Task goal: Write out each line of the listing below as an entry in a numbered list, leaving out any blank lines.

Supplied material:
==========

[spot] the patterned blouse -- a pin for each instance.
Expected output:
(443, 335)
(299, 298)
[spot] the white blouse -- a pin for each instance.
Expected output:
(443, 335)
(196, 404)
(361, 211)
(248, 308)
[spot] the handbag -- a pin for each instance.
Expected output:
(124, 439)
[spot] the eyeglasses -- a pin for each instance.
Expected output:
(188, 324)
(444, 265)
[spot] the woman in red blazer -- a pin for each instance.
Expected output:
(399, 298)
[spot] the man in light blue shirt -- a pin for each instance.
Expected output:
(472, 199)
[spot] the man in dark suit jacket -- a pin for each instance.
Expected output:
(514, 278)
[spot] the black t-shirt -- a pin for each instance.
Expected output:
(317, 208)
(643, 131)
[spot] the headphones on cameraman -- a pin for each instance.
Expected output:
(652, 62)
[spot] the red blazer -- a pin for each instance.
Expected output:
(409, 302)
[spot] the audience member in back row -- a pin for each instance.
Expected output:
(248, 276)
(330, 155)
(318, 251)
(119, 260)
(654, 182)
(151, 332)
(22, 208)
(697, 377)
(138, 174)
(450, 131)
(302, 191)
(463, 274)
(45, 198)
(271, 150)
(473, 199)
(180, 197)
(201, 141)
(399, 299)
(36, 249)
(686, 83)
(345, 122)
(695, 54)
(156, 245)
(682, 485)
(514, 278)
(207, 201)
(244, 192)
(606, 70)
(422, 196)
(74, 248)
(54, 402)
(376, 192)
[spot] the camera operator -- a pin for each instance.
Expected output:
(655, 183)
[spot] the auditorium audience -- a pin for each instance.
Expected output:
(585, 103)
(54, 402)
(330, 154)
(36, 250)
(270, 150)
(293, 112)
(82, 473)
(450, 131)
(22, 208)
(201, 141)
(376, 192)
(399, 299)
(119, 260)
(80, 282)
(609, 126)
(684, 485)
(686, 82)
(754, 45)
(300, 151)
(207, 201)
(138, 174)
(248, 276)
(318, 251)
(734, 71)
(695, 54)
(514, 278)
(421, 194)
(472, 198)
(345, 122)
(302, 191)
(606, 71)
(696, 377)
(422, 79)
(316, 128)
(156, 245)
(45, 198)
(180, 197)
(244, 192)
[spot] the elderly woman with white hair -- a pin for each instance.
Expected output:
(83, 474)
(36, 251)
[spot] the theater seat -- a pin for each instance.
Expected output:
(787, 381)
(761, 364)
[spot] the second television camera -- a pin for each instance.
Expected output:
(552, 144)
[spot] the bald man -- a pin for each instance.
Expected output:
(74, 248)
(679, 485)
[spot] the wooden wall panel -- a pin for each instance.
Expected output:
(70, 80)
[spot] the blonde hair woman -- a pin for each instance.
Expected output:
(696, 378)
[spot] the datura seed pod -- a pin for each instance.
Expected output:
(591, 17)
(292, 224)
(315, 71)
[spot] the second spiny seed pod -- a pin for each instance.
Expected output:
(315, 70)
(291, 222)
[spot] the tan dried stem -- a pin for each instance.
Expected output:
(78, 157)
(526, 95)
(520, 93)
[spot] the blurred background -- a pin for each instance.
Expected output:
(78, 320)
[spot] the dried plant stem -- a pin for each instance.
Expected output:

==========

Task output:
1. [spot] the patterned blouse -- a pin for each instance.
2. Expected output:
3. (443, 335)
4. (299, 298)
5. [spot] the white blouse -- a pin for each instance.
6. Expected output:
7. (443, 335)
8. (196, 404)
9. (361, 211)
10. (248, 308)
11. [spot] the handbag -- a pin for each instance.
12. Expected output:
13. (124, 439)
14. [spot] the eyeglasses -- a pin for each instance.
15. Expected output:
16. (188, 324)
17. (444, 265)
18. [spot] the woman in red blazer -- a pin for each instance.
19. Expected output:
20. (399, 298)
21. [spot] the man in light blue shirt -- a pin for each instance.
22. Expected output:
23. (472, 199)
24. [spot] the man in dark suit jacket -- a pin for each instance.
25. Expected output:
26. (514, 278)
27. [spot] the black t-shirt -- a pin for each instance.
28. Expected output:
29. (317, 208)
30. (643, 131)
31. [spot] the headphones on cameraman -- a pin for each instance.
32. Expected output:
33. (652, 62)
34. [spot] the red blazer -- a pin for each instance.
35. Expected output:
36. (409, 302)
37. [spot] the audience member in back row -- a pin for each instance.
38. Expected output:
39. (248, 276)
40. (330, 155)
41. (318, 251)
42. (119, 260)
43. (654, 182)
44. (151, 332)
45. (22, 208)
46. (697, 377)
47. (138, 174)
48. (450, 131)
49. (302, 191)
50. (463, 274)
51. (45, 198)
52. (271, 150)
53. (473, 199)
54. (180, 197)
55. (201, 141)
56. (399, 299)
57. (36, 249)
58. (686, 83)
59. (345, 122)
60. (695, 54)
61. (156, 245)
62. (682, 485)
63. (514, 278)
64. (207, 201)
65. (244, 192)
66. (606, 70)
67. (422, 196)
68. (74, 248)
69. (54, 402)
70. (376, 192)
71. [spot] the camera operator -- a pin for each instance.
72. Expected output:
73. (655, 183)
74. [spot] the auditorium audience -- a pin for each instance.
75. Expected output:
76. (585, 103)
77. (54, 402)
78. (330, 154)
79. (36, 250)
80. (270, 150)
81. (293, 112)
82. (82, 473)
83. (450, 131)
84. (22, 208)
85. (201, 141)
86. (376, 192)
87. (399, 299)
88. (119, 260)
89. (80, 282)
90. (609, 126)
91. (684, 485)
92. (686, 82)
93. (754, 45)
94. (300, 151)
95. (207, 201)
96. (138, 174)
97. (248, 276)
98. (318, 251)
99. (734, 71)
100. (695, 54)
101. (514, 278)
102. (421, 194)
103. (472, 198)
104. (345, 122)
105. (302, 191)
106. (606, 71)
107. (696, 377)
108. (422, 79)
109. (316, 128)
110. (156, 245)
111. (45, 198)
112. (180, 197)
113. (244, 192)
114. [spot] the elderly woman with white hair -- a pin for each instance.
115. Expected output:
116. (83, 474)
117. (36, 251)
118. [spot] the theater seat -- a pin for each instance.
119. Expected output:
120. (787, 381)
121. (761, 364)
122. [spot] the second television camera -- a pin for each instance.
123. Expected output:
124. (552, 144)
125. [spot] the bald man -- a pin for each instance.
126. Expected output:
127. (74, 248)
128. (679, 485)
129. [spot] the wooden wall panel -- a pin for each instance.
130. Expected output:
131. (70, 80)
132. [spot] the blonde hair woman -- a pin for each instance.
133. Expected output:
134. (696, 378)
135. [spot] the datura seed pod -- a pin for each instance.
136. Expected output:
137. (591, 17)
138. (292, 224)
139. (315, 71)
140. [spot] the second spiny seed pod -- a pin for each instance.
141. Expected output:
142. (315, 70)
143. (291, 222)
144. [spot] the tan dried stem -- a pin for each instance.
145. Expected output:
146. (78, 157)
147. (526, 95)
148. (520, 93)
149. [spot] the blurred background -- a pin for each instance.
150. Expected output:
151. (78, 320)
152. [spot] the dried plant stem -- a pin for each instance.
153. Expected output:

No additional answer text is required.